_TASK INSTRUCTIONS_.
Find the word "colorful" in the data, then copy each line where it is found.

[Items from a dataset]
+++

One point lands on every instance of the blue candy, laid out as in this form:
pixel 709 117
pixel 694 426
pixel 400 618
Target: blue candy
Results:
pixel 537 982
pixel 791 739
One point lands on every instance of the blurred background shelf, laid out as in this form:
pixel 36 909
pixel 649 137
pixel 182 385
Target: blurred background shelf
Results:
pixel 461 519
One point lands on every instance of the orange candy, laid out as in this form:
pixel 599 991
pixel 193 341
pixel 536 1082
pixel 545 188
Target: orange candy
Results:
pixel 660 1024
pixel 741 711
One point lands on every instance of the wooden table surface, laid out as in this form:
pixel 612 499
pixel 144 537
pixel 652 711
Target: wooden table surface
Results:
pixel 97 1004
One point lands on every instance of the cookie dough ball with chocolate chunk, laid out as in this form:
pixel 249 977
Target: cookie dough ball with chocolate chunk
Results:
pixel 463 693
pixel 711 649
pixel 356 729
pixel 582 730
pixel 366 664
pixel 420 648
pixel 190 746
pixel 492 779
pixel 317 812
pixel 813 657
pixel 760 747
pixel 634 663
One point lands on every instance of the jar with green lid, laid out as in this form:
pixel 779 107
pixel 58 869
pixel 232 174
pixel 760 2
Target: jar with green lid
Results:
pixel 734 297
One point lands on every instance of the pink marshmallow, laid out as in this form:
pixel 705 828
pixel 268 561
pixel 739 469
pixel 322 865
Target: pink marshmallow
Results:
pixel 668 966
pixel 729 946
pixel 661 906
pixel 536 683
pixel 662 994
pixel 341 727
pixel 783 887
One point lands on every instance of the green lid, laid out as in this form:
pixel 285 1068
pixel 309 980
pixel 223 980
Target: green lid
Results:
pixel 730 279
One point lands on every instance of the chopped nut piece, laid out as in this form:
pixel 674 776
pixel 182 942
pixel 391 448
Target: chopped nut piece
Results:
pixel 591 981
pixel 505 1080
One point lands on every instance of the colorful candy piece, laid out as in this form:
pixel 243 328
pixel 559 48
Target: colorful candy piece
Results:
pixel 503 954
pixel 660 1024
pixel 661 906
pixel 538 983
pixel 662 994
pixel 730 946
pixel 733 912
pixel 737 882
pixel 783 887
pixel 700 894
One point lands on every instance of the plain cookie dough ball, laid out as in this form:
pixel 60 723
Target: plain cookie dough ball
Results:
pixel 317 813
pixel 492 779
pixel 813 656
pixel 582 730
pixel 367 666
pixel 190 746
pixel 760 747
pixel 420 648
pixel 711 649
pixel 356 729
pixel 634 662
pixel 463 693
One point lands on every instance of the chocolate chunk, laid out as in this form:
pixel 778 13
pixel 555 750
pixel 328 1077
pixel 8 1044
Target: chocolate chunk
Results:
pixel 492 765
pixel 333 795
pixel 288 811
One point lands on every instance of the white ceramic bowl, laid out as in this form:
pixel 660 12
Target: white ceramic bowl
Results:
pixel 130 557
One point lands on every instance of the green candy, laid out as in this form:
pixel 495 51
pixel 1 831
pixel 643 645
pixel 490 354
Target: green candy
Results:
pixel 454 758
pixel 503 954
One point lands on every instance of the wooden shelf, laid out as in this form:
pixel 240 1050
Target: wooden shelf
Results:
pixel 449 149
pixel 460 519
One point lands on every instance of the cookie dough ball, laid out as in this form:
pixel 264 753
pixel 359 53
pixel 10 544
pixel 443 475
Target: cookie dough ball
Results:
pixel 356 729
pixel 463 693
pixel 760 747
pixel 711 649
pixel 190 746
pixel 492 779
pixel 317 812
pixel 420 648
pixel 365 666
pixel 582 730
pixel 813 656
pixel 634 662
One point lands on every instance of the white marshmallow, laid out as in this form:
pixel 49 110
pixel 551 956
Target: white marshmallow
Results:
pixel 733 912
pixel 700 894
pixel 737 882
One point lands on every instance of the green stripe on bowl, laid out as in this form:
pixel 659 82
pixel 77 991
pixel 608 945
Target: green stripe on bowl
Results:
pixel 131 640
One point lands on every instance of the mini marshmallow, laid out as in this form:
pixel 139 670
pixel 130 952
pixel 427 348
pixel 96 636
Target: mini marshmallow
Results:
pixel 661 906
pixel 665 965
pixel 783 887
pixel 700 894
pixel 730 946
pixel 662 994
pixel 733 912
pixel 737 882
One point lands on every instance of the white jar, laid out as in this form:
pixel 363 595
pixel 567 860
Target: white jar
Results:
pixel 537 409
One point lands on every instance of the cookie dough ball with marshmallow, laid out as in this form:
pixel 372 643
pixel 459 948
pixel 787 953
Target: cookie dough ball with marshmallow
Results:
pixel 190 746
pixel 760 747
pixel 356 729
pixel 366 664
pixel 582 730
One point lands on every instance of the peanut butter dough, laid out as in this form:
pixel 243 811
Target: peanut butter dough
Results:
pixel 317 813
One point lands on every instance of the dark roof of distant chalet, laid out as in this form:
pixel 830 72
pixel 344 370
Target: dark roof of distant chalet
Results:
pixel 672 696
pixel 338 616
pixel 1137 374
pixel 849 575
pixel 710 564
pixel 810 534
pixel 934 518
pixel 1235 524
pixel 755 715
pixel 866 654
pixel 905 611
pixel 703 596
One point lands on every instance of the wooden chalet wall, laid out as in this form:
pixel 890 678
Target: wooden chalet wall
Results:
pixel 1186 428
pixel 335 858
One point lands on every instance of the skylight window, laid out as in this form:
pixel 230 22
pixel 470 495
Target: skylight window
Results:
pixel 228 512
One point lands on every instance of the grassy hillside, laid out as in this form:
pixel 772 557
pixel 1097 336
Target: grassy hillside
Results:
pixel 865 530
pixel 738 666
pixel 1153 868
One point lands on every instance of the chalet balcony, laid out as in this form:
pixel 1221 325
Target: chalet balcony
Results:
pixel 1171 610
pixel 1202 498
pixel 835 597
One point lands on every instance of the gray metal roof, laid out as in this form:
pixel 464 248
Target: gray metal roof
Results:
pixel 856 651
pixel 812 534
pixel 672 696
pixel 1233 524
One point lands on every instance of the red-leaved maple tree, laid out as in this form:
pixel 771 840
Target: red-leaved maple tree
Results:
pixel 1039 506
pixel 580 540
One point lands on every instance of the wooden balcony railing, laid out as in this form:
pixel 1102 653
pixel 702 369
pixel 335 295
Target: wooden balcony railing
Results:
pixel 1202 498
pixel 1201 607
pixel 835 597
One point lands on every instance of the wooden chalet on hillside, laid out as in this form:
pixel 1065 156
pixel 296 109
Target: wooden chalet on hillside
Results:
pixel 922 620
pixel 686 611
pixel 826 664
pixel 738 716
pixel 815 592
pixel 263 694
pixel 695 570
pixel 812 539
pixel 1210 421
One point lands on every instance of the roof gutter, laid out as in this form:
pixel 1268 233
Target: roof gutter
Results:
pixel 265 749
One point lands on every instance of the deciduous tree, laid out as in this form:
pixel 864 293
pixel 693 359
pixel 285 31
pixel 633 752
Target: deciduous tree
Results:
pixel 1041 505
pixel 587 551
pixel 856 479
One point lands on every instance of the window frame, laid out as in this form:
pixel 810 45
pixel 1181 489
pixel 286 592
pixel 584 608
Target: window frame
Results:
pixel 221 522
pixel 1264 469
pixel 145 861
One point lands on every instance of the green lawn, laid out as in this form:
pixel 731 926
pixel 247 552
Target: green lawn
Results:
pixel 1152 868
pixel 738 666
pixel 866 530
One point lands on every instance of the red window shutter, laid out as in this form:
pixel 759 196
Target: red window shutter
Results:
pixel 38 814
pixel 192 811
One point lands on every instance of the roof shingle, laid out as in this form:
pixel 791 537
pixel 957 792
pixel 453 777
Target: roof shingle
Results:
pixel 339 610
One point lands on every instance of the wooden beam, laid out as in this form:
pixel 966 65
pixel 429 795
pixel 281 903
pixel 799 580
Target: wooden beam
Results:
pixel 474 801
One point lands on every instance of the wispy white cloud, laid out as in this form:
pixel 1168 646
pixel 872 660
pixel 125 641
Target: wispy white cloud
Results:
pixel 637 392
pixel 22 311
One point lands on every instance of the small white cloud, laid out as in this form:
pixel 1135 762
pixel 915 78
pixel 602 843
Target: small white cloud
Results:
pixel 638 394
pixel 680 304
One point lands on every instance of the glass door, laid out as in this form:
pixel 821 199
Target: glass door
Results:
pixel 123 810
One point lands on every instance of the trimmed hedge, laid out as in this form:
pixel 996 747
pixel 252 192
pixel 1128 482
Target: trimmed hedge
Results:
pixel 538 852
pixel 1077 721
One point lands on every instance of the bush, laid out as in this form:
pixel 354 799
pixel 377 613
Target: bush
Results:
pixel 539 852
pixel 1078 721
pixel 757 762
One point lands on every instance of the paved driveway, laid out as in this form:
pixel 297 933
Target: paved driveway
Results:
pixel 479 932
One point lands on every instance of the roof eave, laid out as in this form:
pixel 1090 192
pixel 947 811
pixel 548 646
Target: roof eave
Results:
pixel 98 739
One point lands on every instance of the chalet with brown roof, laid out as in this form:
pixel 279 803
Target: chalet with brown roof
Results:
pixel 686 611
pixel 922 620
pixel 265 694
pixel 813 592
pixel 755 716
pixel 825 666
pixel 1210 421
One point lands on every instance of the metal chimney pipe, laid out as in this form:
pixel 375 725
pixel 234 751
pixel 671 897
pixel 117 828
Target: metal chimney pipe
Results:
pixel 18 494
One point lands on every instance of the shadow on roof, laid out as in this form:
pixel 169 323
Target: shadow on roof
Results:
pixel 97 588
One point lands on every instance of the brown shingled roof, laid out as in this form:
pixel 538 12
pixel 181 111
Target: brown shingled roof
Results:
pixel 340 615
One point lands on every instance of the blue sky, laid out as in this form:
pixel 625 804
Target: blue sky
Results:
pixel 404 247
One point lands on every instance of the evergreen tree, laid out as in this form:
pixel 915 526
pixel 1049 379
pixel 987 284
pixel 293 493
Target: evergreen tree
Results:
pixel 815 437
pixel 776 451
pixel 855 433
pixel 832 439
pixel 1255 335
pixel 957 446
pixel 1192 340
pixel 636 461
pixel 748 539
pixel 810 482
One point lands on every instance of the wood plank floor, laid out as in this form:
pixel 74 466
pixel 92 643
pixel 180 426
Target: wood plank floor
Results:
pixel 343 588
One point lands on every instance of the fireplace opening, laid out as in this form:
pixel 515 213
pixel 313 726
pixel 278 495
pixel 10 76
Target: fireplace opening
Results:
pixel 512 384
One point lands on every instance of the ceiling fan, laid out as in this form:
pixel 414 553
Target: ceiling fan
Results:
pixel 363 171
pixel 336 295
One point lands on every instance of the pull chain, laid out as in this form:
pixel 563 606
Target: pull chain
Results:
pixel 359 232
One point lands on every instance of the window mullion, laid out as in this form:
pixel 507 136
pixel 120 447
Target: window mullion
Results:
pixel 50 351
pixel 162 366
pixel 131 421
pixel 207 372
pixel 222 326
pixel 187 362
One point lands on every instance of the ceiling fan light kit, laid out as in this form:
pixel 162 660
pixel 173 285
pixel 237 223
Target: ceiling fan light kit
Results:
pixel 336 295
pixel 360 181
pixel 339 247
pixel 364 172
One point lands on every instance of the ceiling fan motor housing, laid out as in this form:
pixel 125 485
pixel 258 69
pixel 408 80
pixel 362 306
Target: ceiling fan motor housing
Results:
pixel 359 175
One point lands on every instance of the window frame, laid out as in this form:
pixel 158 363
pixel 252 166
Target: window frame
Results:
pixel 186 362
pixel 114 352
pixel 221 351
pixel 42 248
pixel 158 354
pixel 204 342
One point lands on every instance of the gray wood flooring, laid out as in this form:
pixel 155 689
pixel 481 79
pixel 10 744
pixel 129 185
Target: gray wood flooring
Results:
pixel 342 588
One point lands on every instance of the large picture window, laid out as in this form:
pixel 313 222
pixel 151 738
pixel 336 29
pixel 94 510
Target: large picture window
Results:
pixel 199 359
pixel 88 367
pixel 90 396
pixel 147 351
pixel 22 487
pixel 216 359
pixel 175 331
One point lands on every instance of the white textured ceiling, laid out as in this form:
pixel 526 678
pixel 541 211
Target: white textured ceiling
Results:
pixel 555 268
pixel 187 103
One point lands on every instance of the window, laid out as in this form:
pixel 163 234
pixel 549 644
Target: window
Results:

+++

_WRITTEN REPLY_.
One point lands on every instance of the colorful candy piece, laid out as in this form:
Target: colorful candy piece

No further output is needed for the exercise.